*ACTIVITY:* Repeat the listing word for word. Leave every picture out.

*DATA SHOWN:*
►

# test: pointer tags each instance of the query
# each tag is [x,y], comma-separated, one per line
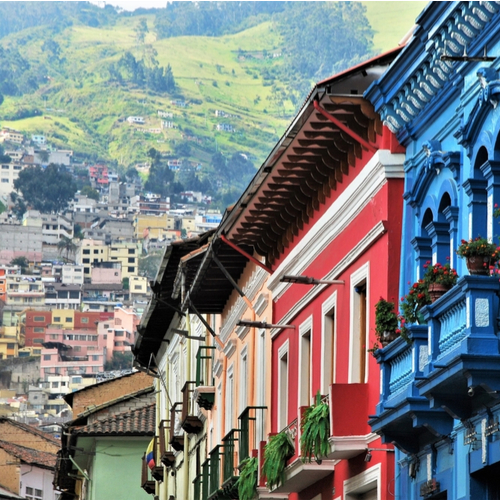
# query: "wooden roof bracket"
[245,254]
[341,126]
[204,321]
[230,279]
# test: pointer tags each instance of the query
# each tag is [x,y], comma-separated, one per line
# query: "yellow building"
[9,342]
[154,226]
[94,251]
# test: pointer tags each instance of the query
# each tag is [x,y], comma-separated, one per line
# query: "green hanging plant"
[315,431]
[247,480]
[278,451]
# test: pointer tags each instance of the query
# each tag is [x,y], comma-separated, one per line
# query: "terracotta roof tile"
[140,421]
[30,456]
[31,429]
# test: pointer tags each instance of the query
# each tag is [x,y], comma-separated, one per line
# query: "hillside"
[88,91]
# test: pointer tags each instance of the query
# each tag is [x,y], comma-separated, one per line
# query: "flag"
[150,457]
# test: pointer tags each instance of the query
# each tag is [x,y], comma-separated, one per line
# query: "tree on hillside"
[47,190]
[90,192]
[22,262]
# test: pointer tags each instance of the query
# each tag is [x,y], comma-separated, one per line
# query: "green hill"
[82,102]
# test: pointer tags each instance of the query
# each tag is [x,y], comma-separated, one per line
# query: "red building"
[327,205]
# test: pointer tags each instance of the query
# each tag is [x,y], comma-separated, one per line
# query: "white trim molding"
[371,237]
[382,166]
[364,482]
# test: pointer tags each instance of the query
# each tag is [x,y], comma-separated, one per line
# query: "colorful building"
[439,392]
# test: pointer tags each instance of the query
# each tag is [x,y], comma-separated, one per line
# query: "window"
[242,385]
[328,343]
[305,351]
[33,494]
[359,326]
[283,386]
[229,399]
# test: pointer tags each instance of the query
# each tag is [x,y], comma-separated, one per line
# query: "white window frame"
[229,399]
[304,385]
[328,343]
[283,352]
[363,482]
[243,379]
[362,274]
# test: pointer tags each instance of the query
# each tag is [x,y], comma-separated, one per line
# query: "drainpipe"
[188,376]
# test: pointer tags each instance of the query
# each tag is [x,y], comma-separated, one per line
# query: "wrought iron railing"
[249,439]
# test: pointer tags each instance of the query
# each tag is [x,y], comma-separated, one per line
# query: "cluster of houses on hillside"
[336,336]
[275,377]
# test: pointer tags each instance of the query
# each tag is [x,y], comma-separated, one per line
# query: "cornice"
[410,89]
[382,166]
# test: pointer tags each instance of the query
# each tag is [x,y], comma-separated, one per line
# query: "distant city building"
[136,119]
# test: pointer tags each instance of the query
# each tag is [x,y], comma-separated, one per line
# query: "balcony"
[462,373]
[148,485]
[403,416]
[349,430]
[451,370]
[176,434]
[190,422]
[300,475]
[204,393]
[251,431]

◄

*RESULT BELOW:*
# test: pointer tags each instance of the query
# each tag is [x,y], comma-separated, one per line
# query: "wooden roof bracket"
[245,254]
[341,126]
[204,321]
[230,279]
# test: pointer tags each instance of the query
# each tag is [x,y], comma-separated, one per line
# query: "yellow building"
[9,342]
[154,226]
[94,251]
# test: pointer tags each instance of the query
# each tag is [x,y], comma-separated, one per line
# query: "green hanging plant"
[315,431]
[247,480]
[278,451]
# test: pointer tags each instance of the query
# each tag is [x,y], comma-separated, one per line
# query: "terracotta roof tile"
[140,421]
[30,456]
[31,429]
# test: pointer tags each instance of the query
# each tag is [x,y], comma-separated, one per line
# query: "hillside"
[88,91]
# test: pointer tags each instance of the query
# each tag is [x,y], comma-separated, one per line
# query: "flag"
[150,457]
# test: pointer tags each instance of the query
# each tag is [x,y], comma-separated, one per line
# query: "tree on hillside"
[47,190]
[90,192]
[22,262]
# test: pointer tags each instance of the query
# each tag is [x,y], comma-separated, one per line
# query: "green hill"
[82,102]
# test: pointer tags each instance of the query
# each tag is [x,y], comma-separated, one per line
# query: "red building"
[327,205]
# test: pointer tags each instance of the query
# each tag is [x,y], comma-separated, one per line
# query: "white trim molding"
[371,237]
[382,166]
[364,482]
# test: pointer tags each instance of the query
# each tag is [x,y], comma-separated, one per line
# query: "colorful building"
[439,392]
# test: pointer tags each instance of the query
# each tag is [x,y], comma-separated, one per line
# query: "window"
[242,385]
[328,343]
[305,351]
[33,494]
[359,326]
[283,386]
[229,399]
# test: pointer tags each instance of the query
# each tag is [x,y], comma-separated, one per line
# query: "white window frame"
[229,399]
[304,385]
[328,343]
[283,352]
[363,482]
[243,379]
[362,274]
# test: pointer tags each instance of the query
# each tag is [x,y], comma-separated, one per line
# query: "drainpipe"
[188,376]
# test: pointer tags each instance of the query
# each tag is [x,y], comma-separated, one per line
# query: "wrought iron railing"
[249,439]
# test: pointer tags each instance of the query
# each tag is [x,y], comma-separated, one per line
# query: "cluster of houses on hillside"
[336,336]
[275,377]
# test: pointer tags each instance of the query
# each tag is [x,y], comma-separated, one per line
# query: "cornice"
[410,89]
[382,166]
# test: pointer tags each instance of the query
# each tag is [x,y], comma-separated, one per line
# query: "distant city building"
[136,119]
# test: pointer tags each instance of the query
# each tag is [x,y], comma-separated, one per line
# query: "balcony"
[462,373]
[148,485]
[403,416]
[349,430]
[451,370]
[176,434]
[190,422]
[300,475]
[204,393]
[251,431]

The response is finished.